## Exercise requirements
Find where "Query: runway" appears in the entries below. That line and all lines after it, through the last, are to be duplicated exactly, with nothing else.

(Dataset entries)
______

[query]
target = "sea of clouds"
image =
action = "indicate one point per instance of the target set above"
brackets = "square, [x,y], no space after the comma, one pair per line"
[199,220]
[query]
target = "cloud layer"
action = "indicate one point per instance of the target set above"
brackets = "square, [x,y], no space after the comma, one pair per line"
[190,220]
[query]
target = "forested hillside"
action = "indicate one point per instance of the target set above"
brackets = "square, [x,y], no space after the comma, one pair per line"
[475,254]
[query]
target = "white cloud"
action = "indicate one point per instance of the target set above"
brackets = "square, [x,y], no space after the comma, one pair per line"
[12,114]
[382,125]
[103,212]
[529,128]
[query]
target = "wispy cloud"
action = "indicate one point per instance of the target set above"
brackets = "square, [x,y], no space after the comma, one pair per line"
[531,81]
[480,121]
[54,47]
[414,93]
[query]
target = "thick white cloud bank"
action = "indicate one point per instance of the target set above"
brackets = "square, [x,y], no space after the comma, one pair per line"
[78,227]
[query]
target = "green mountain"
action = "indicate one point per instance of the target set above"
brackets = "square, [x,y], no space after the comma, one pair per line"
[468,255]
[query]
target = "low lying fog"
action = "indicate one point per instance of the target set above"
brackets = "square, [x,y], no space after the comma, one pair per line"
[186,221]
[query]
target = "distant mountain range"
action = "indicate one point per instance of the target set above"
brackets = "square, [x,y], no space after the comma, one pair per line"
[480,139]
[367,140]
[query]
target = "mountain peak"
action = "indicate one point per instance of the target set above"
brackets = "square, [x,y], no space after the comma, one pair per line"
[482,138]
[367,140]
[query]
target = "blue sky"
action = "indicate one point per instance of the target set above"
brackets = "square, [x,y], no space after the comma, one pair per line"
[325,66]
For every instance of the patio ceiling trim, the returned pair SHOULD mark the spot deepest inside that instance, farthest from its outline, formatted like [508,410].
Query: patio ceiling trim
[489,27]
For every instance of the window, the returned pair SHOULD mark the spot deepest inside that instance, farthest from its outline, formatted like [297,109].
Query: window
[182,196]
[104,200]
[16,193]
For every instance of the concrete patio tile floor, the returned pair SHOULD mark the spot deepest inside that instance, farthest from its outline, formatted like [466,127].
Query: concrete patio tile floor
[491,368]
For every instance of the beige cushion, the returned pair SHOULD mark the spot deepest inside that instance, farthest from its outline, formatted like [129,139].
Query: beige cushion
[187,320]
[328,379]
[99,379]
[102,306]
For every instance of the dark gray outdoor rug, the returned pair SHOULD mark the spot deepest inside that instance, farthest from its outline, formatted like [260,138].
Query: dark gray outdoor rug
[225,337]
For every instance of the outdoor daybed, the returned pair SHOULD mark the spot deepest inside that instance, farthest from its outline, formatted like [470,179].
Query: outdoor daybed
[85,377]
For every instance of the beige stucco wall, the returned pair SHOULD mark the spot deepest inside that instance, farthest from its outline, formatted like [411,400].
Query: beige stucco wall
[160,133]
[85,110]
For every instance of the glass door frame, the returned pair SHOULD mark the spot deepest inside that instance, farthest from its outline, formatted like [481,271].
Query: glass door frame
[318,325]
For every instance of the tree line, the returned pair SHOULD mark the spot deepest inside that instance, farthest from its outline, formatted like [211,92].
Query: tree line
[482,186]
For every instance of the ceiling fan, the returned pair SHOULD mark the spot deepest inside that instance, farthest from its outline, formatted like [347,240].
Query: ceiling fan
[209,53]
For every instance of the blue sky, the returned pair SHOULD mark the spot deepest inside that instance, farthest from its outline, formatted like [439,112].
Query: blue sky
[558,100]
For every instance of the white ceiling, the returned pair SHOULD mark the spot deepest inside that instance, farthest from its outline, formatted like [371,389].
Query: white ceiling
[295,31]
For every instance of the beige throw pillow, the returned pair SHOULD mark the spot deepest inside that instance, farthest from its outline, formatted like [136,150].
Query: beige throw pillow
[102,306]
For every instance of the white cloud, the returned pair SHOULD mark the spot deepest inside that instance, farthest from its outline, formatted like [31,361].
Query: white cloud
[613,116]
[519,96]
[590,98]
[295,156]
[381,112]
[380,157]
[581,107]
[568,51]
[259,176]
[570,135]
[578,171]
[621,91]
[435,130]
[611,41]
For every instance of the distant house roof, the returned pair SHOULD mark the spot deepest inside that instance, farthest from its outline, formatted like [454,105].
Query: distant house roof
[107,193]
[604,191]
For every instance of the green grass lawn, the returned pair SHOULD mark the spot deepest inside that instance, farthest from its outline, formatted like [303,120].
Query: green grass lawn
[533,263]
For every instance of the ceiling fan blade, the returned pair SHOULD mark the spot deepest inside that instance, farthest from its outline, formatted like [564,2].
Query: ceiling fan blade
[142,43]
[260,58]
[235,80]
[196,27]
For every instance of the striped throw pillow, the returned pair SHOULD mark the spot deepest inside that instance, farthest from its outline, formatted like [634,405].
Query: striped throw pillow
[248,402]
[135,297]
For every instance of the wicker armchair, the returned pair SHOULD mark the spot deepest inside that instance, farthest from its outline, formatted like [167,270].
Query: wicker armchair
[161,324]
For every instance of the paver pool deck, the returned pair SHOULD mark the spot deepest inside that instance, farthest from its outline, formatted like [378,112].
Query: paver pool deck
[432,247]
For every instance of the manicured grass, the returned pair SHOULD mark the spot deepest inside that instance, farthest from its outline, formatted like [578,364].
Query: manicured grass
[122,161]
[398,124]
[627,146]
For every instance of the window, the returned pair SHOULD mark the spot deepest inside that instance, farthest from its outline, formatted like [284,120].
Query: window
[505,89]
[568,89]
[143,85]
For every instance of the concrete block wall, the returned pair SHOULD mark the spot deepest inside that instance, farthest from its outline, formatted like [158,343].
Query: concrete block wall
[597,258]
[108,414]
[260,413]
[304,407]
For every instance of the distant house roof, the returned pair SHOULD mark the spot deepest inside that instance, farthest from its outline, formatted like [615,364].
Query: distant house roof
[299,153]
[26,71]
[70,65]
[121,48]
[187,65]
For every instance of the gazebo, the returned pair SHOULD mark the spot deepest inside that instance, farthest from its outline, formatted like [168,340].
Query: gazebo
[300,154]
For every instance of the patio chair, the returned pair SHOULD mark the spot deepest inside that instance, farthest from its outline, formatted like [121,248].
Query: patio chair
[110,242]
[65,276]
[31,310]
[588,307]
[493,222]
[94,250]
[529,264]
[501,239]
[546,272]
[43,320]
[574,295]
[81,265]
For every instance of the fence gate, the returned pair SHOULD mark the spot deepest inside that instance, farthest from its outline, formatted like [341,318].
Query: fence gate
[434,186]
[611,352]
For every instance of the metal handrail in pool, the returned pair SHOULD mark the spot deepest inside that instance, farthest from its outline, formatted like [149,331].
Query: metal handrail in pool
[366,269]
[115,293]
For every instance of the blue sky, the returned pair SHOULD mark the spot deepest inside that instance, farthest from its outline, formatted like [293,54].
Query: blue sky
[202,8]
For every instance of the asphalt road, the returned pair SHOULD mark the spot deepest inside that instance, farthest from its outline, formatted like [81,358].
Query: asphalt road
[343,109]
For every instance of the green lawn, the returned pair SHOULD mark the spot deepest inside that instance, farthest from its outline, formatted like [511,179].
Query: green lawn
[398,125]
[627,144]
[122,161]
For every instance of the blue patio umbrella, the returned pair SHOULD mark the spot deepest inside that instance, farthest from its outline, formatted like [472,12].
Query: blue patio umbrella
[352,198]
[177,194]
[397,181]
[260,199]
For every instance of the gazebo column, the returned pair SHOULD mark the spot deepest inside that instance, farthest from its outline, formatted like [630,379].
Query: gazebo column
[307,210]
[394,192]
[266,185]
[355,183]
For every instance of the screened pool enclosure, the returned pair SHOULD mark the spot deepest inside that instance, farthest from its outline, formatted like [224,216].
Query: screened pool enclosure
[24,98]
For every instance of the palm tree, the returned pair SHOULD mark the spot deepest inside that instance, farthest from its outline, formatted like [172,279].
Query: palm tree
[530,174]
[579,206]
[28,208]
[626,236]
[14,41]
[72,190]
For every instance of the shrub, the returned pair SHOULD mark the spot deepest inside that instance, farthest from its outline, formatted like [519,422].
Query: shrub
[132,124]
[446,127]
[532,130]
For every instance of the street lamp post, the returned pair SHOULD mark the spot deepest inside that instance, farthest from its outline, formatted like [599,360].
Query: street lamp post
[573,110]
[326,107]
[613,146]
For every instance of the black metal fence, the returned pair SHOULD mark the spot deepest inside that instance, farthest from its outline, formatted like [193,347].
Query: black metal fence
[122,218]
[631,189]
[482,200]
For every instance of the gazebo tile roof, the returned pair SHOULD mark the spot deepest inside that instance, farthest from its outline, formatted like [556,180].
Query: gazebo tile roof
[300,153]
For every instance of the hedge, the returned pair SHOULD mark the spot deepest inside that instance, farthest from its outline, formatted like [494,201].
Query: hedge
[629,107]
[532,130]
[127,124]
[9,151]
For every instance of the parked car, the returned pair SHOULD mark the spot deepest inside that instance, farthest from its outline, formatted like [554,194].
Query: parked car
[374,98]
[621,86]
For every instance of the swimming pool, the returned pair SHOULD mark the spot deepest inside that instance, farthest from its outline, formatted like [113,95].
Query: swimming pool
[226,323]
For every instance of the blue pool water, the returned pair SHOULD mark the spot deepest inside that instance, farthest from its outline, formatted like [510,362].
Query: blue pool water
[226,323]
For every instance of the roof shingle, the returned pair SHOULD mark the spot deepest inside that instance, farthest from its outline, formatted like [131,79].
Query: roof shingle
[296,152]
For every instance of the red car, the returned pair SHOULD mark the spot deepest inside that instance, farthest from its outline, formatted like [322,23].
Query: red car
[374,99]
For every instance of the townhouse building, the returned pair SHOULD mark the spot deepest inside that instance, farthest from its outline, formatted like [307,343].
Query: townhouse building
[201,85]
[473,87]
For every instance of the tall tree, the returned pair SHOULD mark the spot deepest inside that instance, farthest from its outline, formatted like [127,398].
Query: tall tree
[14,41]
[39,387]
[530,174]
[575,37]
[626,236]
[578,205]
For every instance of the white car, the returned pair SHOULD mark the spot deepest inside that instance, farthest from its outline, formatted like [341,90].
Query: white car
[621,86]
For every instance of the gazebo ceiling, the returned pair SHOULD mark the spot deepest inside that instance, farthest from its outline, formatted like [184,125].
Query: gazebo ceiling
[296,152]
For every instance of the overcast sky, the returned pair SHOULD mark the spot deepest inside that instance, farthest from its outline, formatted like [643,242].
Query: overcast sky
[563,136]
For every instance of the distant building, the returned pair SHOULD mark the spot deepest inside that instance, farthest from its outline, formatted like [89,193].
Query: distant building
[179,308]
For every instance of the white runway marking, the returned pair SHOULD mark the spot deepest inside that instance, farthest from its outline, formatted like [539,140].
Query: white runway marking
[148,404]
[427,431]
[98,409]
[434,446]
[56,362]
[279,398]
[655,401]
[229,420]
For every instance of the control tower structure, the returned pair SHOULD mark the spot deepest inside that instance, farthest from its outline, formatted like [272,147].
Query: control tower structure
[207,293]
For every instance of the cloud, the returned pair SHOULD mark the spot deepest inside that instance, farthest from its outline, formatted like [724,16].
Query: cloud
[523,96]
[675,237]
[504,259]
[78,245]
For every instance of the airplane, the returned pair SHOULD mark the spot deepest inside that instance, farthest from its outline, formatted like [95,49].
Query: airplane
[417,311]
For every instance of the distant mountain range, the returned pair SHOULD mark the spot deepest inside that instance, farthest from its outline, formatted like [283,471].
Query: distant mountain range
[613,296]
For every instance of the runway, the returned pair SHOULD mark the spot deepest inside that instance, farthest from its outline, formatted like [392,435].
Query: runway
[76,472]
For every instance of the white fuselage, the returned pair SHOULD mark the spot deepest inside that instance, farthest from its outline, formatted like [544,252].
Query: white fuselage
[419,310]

______

## Answer box
Query: runway
[76,472]
For every instance of the white fuselage, the returned pair SHOULD mark the spot deepest inside that instance, farthest from its outline, formatted like [544,252].
Query: white fuselage
[419,310]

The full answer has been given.